→ **Work item**: Give again, word for word, every line in the entries below from the line with "Target: curb" up to and including the line with "Target: spectator in background", and no other line.
----- Data to examine -----
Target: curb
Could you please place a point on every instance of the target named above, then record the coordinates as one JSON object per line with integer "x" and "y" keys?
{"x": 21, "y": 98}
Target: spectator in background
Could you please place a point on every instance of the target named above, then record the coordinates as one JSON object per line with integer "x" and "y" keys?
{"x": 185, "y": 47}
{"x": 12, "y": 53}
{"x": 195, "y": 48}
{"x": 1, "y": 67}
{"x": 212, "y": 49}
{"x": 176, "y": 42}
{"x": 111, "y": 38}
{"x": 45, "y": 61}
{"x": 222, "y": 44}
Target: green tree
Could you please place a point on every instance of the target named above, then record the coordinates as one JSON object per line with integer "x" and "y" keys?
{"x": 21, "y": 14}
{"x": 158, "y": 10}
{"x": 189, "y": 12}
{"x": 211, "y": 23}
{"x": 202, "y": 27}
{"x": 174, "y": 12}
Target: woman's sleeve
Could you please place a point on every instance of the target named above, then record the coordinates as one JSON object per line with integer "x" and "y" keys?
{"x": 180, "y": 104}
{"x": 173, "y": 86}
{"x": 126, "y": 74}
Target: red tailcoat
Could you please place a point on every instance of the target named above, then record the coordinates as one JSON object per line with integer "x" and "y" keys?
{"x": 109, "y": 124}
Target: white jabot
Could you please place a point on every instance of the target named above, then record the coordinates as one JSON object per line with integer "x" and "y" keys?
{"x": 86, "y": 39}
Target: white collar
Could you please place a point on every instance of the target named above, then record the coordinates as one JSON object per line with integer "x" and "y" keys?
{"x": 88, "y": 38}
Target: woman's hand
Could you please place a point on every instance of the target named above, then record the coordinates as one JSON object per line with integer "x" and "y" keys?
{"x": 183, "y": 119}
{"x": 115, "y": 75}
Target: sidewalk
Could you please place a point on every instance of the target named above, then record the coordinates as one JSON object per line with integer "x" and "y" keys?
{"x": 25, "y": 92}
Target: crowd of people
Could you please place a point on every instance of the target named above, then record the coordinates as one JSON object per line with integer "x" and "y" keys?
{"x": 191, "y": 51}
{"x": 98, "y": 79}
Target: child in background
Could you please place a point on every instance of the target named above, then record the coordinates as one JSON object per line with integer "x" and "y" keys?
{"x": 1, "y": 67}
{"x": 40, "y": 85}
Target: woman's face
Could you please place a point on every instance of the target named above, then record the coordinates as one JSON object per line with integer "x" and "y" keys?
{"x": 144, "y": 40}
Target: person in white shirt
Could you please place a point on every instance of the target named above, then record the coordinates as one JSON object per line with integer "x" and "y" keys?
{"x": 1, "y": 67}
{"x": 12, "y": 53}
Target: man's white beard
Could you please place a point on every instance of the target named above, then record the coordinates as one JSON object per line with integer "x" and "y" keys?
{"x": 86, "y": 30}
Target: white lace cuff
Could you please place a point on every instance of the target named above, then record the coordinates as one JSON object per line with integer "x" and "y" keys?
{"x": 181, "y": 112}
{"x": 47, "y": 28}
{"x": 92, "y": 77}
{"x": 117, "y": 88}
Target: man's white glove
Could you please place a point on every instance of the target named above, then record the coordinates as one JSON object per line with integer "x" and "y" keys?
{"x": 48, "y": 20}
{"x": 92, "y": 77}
-----
----- Data to examine -----
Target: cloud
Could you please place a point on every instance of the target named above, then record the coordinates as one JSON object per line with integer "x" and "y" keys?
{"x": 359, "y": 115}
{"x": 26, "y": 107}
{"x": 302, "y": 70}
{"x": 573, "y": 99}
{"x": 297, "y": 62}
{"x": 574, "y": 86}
-----
----- Data to examine -----
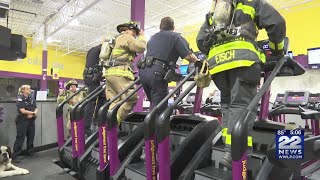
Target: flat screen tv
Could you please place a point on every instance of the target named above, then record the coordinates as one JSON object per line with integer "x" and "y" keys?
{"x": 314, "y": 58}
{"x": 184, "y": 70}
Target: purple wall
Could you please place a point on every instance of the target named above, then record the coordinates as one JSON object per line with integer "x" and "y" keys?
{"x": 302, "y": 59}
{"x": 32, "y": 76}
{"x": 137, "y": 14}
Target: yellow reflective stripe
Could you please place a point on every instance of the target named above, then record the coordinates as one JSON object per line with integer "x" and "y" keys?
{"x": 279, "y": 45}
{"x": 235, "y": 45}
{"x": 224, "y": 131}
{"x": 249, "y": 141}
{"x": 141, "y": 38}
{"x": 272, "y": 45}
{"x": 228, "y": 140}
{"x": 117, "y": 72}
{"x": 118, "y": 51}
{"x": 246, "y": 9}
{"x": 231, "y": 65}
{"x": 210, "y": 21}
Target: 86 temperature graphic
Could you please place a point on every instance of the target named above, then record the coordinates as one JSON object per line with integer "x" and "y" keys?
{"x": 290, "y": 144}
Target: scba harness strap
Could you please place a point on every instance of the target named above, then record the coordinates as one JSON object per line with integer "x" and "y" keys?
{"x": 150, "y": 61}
-----
→ **Response to this exercise**:
Target: curb
Could you please place a point on every instance of the target named above, then record the coordinates as one JSON object per line with integer "x" and "y" keys?
{"x": 21, "y": 98}
Target: spectator in background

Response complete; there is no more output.